───── DOCUMENT EXCERPT
A newspaper artist captured a family watching the battle.
Those September days shaped the rest of Oliver’s life. O.T., as he was known, spent the rest of his life collecting and selling relics, writing about the battle, and giving tours of the battlefield.

Here’s O.T., ready to lead a tour. (Photo courtesy Missy Kretzer and Antietam National Battlefield)
Lucky customers to his store on the Sharpsburg square got to hear him play his Civil War drum. Over the years he escorted hundreds of veterans over the battlefield.

One of the postcards sold by O.T. Reilly.
Ada Mumma was also a young child, living near Antietam Creek, when the armies descended. Her parents and grandparents initially planned to stay in their home during the battle, and Ada thought the novelty of hauling mattresses to the basement was quite exciting. However, when a general spotted her peeking up the steps, he insisted that some members of the household take her to safety. Ada wrote later:
We had the orchard to cross first. the bullets were whistling all around us. One went through my father’s hat and several went through the curtains on the carriage. . . Then I heard a terrible whistling and an explosion which sent the earth and stones in every direction, which I was told was a shell exploding.
After the battle, surgeons turned Ada’s home into a hospital. Her grandmother returned first and found the farmhouse so crammed with wounded that she had to crawl in a window. Ada returned to the terrifying scene the next day:
I could not sleep. I could hear those poor men calling for “water. . . for God’s sake, give me a drop of water.”

Many civilians lived with injured and dying soldiers in their homes, barns, and yards—sometimes for months. The children helped provide food, water, and comfort to the patients. This photo shows an Indiana surgeon among makeshift shelters at a field hospital. (Photo by Alexander Gardner/Library of Congress)
Ada’s mother Jane was pregnant when she was forced to flee her home. On October 10 she delivered a baby girl, who died. Jane died herself a month later. Ada wrote later, “My mother, due to the great amount of excitement, was taken ill and died.”
──────────
───── DATA RECORDS
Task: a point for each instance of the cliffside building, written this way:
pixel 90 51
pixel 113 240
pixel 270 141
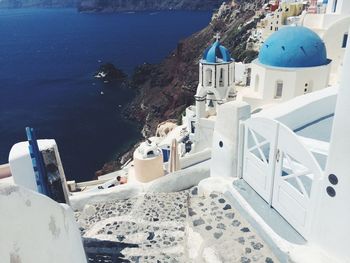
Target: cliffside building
pixel 291 62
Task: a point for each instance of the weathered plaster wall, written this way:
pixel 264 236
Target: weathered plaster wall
pixel 33 228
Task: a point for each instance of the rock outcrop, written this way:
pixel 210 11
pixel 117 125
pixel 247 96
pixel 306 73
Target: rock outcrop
pixel 166 89
pixel 141 5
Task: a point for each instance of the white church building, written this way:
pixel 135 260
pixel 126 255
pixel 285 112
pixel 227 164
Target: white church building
pixel 292 61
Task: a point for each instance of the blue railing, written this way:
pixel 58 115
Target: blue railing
pixel 37 161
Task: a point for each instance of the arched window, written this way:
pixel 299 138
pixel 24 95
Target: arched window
pixel 279 89
pixel 308 87
pixel 209 77
pixel 257 80
pixel 222 78
pixel 345 40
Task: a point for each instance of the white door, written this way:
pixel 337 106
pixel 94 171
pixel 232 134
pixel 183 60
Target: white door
pixel 297 174
pixel 259 155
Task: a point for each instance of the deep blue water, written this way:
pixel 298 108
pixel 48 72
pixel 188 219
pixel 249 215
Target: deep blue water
pixel 47 61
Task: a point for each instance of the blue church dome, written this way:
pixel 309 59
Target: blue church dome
pixel 217 53
pixel 293 47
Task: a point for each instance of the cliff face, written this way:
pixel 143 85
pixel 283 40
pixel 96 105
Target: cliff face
pixel 165 90
pixel 37 3
pixel 139 5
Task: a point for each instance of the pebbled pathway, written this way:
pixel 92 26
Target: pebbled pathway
pixel 170 227
pixel 225 236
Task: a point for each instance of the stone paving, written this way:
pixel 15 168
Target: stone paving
pixel 155 223
pixel 225 235
pixel 170 227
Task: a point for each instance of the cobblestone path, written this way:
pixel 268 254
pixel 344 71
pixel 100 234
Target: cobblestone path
pixel 170 227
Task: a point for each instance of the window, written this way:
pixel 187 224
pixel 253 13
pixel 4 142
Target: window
pixel 221 78
pixel 256 87
pixel 345 40
pixel 279 89
pixel 335 6
pixel 208 77
pixel 308 87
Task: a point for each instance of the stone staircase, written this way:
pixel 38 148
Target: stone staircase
pixel 221 234
pixel 148 228
pixel 170 227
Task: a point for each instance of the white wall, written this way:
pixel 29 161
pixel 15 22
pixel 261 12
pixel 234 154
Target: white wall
pixel 294 80
pixel 333 39
pixel 35 229
pixel 205 135
pixel 332 231
pixel 303 109
pixel 225 138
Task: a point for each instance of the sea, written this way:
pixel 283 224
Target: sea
pixel 48 58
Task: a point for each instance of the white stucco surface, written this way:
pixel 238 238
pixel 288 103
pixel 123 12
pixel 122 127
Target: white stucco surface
pixel 36 229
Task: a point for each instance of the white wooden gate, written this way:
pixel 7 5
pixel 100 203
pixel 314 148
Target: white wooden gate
pixel 281 170
pixel 259 155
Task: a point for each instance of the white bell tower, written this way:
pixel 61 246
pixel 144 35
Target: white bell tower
pixel 216 79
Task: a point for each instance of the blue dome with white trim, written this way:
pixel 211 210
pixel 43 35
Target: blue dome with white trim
pixel 217 53
pixel 293 47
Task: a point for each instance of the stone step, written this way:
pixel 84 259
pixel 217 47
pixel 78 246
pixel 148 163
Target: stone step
pixel 221 234
pixel 152 226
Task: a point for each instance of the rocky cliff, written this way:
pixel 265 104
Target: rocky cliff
pixel 37 3
pixel 166 89
pixel 139 5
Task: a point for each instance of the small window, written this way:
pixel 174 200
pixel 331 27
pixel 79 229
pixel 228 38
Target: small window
──────────
# TASK ITEM A:
In the Antietam excerpt, why did Ada's grandmother have to crawl in a window when she returned to the farmhouse? Answer in one to three sentences.
# TASK ITEM B:
Answer these questions from the Antietam excerpt, one line each:
(i) Where was O.T. Reilly's store?
(ii) What went through Ada's father's hat as the family crossed the orchard?
(iii) On what date did Ada's mother Jane deliver a baby girl?

# ANSWER A:
Surgeons had turned the home into a hospital after the battle. The farmhouse was so crammed with wounded that she could not get in any other way.

# ANSWER B:
(i) On the Sharpsburg square.
(ii) A bullet.
(iii) October 10.